The linewidths argument accepts a scalar value or array, and the default value is None. This linewidths argument defines the width of marker edges. The edgecolors argument allows choosing the line edge color of the markers. In this example, we assigned the line width as 1.1 and the edge color to green.

import pandas as pd
from matplotlib import pyplot as plt

df = pd.read_excel('/Users/suresh/Downloads/Global_Superstore.xls')

market_data = df.groupby('Order Date')[['Quantity', 'Profit']].sum()

plt.scatter(market_data['Quantity'], market_data['Profit'], 
            color = 'red', marker = '*', alpha = 0.6,
            s = 100,  linewidths = 1.1, edgecolors = 'g')

plt.title('Line Width Example')

plt.show()
linewidths 12

Multiple scatter Charts

The Python matplotlib pyplot scatter function also allows you to draw multiple plot values. First, we plot y against x, and then we plot z against x. It will display z and y values agist x in one chart to differentiate them. We used red and blue colors.

import matplotlib.pyplot as plt

x = [1, 9, 5, 3, 8, 6, 2, 4, 7]

y = [22, 4, 40, 27, 33, 15, 5, 20, 30]

z = [16, 35, 4, 19, 20, 40, 35, 7, 12]

plt.scatter(x, y, color = 'blue')
plt.scatter(x, z, color = 'red')
plt.show()
Multiple Python matplotlib Scatter Plot 13

It is another example of drawing multiple plots. However, this time, we are using the CSV file to compare the Region and Market Sales against the Profits.

df = pd.read_excel('/Users/suresh/Downloads/Global_Superstore.xls')

region_data = df.groupby('Region')[['Sales', 'Profit']].sum()

market_data = df.groupby('Market')[['Sales', 'Profit']].sum()

plt.scatter(region_data['Profit'], region_data['Sales'],
            s= 100, marker = '*', color = 'yellow',
             linewidths = 1.1, edgecolors = 'g')

plt.scatter(market_data['Profit'], market_data['Sales'],
            s =100, marker = 'o', color = 'r')

plt.title('Multiple ones')

plt.show()
Multiple ones sharing same X and Y-axis with different Marks 14

Add a legend

As you can see from the above screenshot, you might not know or identify which markers represent the Region’s Sales and Market. To resolve this, you can use the legend function to add a legend to the Scatter plot.

df = pd.read_excel('/Users/suresh/Downloads/Global_Superstore.xls')

region_data = df.groupby('Region')[['Sales', 'Profit']].sum()

market_data = df.groupby('Market')[['Sales', 'Profit']].sum()

- **INSTRUCTION 1**
Summarize the scatter plot excerpt in two sentences.

- **RECORDS PROVIDED**
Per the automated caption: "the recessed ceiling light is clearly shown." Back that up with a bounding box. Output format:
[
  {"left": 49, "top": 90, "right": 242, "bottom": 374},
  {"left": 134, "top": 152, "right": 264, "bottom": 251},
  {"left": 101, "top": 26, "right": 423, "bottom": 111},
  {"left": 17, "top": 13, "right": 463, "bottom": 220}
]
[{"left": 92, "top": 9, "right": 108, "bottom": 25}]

- **INSTRUCTION 2**
Convert the lines of the records above into a Markdown table with the columns Row and Line, numbering each line and omitting any blank lines.

- **CORRECT RESPONSE 1**
The linewidths argument, which accepts a scalar value or array and defaults to None, defines the width of marker edges, while the edgecolors argument sets the edge color of the markers; the example assigns a line width of 1.1 and a green edge color. The pyplot scatter function can also draw multiple plots in one chart, such as y and z against x in blue and red or Region and Market Sales against Profits, and the legend function can be used to identify which markers represent which data.

- **CORRECT RESPONSE 2**
| Row | Line |
|---|---|
| 1 | Per the automated caption: "the recessed ceiling light is clearly shown." Back that up with a bounding box. Output format: |
| 2 | [ |
| 3 |   {"left": 49, "top": 90, "right": 242, "bottom": 374}, |
| 4 |   {"left": 134, "top": 152, "right": 264, "bottom": 251}, |
| 5 |   {"left": 101, "top": 26, "right": 423, "bottom": 111}, |
| 6 |   {"left": 17, "top": 13, "right": 463, "bottom": 220} |
| 7 | ] |
| 8 | [{"left": 92, "top": 9, "right": 108, "bottom": 25}] |